------ Data records ------
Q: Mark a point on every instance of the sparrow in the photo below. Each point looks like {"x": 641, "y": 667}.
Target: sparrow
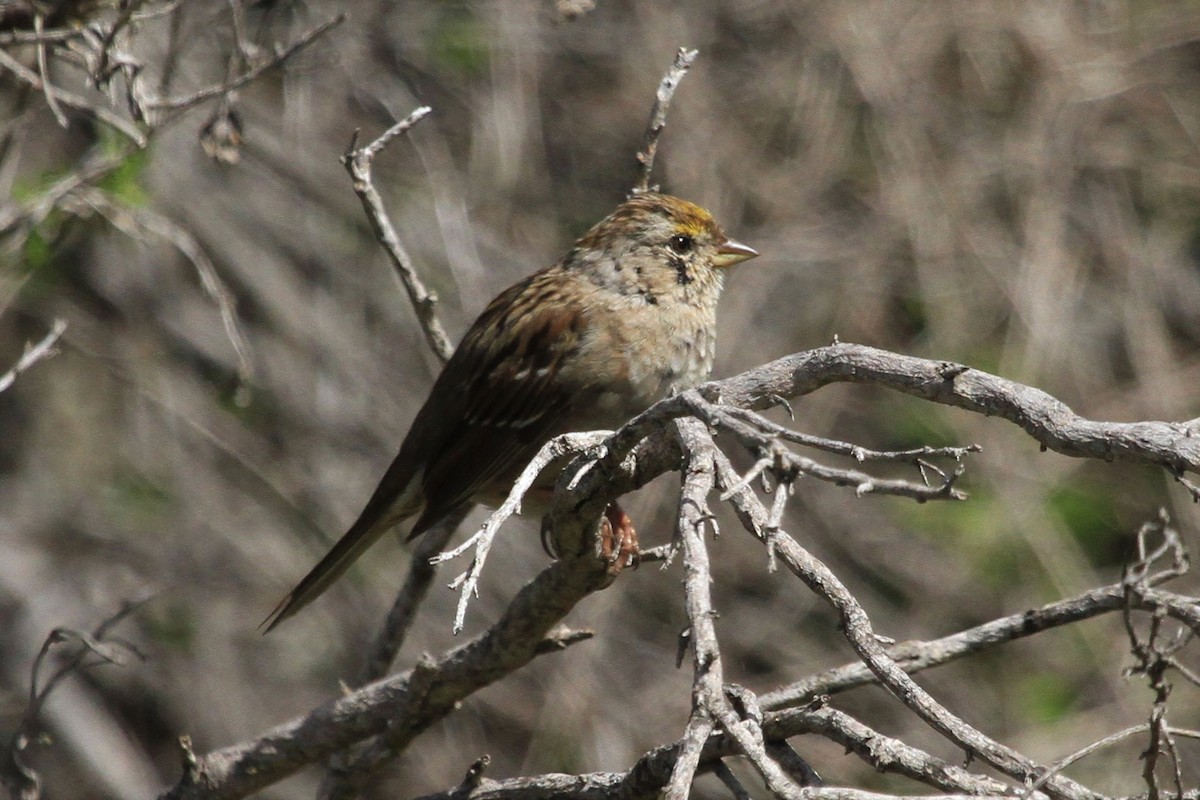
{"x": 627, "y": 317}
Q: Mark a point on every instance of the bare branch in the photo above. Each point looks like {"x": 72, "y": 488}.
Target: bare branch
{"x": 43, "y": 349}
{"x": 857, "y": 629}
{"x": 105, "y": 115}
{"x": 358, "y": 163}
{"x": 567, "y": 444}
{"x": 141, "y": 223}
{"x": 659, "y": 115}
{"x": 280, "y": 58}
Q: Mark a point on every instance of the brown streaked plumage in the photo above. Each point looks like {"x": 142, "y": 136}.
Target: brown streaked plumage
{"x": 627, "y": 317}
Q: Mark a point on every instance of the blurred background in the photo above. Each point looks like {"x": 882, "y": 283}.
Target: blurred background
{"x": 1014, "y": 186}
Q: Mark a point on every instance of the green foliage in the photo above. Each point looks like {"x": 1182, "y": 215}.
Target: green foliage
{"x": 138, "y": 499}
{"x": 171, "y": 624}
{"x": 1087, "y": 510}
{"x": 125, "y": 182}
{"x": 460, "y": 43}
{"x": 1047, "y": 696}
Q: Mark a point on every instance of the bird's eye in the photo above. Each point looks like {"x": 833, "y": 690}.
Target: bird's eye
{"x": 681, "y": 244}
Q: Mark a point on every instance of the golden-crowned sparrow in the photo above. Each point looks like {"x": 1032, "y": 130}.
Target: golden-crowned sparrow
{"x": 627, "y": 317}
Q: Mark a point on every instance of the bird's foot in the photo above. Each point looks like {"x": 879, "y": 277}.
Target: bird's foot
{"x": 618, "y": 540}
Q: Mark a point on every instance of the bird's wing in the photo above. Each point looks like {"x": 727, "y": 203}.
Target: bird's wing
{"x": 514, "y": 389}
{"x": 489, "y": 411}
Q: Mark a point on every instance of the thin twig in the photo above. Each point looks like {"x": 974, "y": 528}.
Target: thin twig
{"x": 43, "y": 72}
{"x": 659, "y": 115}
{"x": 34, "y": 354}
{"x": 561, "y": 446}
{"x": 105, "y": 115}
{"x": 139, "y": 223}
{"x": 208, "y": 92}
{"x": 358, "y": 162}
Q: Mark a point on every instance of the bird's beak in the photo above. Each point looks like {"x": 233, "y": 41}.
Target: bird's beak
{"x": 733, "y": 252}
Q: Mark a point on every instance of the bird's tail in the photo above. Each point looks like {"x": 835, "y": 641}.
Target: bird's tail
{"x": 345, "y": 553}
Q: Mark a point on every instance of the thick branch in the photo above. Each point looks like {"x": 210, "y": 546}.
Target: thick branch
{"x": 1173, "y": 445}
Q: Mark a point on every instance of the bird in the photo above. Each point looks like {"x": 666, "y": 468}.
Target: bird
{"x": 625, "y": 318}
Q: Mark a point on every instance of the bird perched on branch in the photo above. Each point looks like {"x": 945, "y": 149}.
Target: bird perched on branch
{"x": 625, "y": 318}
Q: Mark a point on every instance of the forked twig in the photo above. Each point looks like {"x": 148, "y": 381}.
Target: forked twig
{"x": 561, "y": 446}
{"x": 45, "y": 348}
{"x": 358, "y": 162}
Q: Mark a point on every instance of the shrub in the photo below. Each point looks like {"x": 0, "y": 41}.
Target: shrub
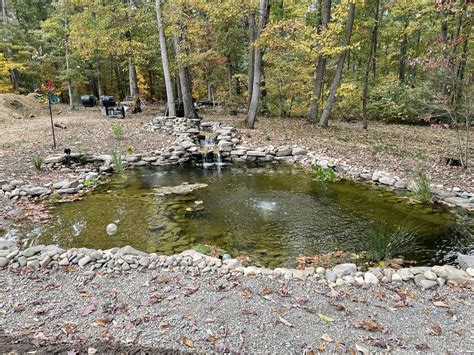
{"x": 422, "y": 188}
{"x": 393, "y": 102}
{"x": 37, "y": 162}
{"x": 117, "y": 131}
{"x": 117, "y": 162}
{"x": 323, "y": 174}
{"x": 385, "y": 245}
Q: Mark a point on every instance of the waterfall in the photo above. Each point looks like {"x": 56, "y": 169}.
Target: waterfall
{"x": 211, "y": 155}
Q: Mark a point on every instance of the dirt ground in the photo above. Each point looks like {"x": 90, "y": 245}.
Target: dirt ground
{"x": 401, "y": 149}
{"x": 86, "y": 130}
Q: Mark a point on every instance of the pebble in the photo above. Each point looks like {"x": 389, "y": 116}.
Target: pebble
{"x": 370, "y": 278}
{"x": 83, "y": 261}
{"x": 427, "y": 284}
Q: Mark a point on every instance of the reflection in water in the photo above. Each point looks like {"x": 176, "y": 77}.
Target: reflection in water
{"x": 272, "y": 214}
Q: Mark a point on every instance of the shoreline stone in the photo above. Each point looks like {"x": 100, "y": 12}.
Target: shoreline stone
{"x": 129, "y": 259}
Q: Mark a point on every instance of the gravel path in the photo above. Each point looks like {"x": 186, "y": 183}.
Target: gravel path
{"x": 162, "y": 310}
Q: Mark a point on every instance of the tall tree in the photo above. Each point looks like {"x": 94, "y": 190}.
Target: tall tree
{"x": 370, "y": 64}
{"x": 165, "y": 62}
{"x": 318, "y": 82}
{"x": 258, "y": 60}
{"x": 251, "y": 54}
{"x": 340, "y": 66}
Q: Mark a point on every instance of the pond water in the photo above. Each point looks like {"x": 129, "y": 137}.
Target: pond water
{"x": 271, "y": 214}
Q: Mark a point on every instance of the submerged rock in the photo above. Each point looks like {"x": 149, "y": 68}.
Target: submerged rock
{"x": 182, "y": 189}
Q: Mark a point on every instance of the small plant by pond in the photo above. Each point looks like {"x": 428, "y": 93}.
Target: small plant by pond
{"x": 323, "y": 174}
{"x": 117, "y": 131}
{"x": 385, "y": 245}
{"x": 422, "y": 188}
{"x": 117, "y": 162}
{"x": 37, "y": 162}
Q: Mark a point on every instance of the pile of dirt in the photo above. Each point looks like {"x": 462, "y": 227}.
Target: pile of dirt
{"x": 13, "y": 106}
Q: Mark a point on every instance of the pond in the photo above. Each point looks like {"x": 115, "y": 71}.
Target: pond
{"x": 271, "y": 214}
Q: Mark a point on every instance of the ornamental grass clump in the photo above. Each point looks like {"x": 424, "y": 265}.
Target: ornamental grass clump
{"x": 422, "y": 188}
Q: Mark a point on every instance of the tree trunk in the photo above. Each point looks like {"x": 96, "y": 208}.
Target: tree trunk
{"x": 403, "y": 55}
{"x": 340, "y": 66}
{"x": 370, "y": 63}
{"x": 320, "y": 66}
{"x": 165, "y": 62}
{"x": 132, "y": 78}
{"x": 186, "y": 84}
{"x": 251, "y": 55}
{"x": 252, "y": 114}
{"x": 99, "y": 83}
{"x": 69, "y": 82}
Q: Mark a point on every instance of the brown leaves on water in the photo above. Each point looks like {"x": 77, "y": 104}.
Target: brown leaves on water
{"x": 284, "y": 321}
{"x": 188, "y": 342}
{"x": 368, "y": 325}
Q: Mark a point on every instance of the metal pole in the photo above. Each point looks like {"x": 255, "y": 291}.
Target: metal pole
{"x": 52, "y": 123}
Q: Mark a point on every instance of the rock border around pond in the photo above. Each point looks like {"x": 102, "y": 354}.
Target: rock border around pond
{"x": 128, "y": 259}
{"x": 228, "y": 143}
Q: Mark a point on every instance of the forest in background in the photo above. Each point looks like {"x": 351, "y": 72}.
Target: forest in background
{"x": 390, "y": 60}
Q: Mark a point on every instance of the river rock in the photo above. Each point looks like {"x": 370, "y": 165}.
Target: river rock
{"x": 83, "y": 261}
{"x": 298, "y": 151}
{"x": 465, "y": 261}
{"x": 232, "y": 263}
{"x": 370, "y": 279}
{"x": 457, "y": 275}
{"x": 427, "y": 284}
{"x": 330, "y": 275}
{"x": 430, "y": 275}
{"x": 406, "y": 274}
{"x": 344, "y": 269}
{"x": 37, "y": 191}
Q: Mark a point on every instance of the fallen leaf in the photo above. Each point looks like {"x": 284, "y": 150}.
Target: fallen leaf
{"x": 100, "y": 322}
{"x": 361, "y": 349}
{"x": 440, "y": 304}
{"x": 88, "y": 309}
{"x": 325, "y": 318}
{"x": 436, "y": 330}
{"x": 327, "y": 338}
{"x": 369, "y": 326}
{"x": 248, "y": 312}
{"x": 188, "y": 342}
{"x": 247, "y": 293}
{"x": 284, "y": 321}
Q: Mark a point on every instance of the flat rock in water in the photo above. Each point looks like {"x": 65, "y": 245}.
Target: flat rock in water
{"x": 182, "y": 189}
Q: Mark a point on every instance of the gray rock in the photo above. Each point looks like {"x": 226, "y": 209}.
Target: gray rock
------
An exact copy of the lines above, from the one containing "Target: golden-crowned sparrow" through the one containing "Q: Mark a point on every instance of the thin", is the whole of the answer.

Target: golden-crowned sparrow
{"x": 627, "y": 317}
Q: Mark a point on every instance of the bird's foot in the photo above. Each point looks like {"x": 879, "y": 277}.
Target: bird's foot
{"x": 618, "y": 540}
Q: Mark a point on every instance of the bird's wing in the photo above. Each point looks like {"x": 727, "y": 203}.
Target: bird's wing
{"x": 514, "y": 389}
{"x": 489, "y": 411}
Q: Mark a point on every instance of the thin twig in the photo above. Each point looks like {"x": 974, "y": 528}.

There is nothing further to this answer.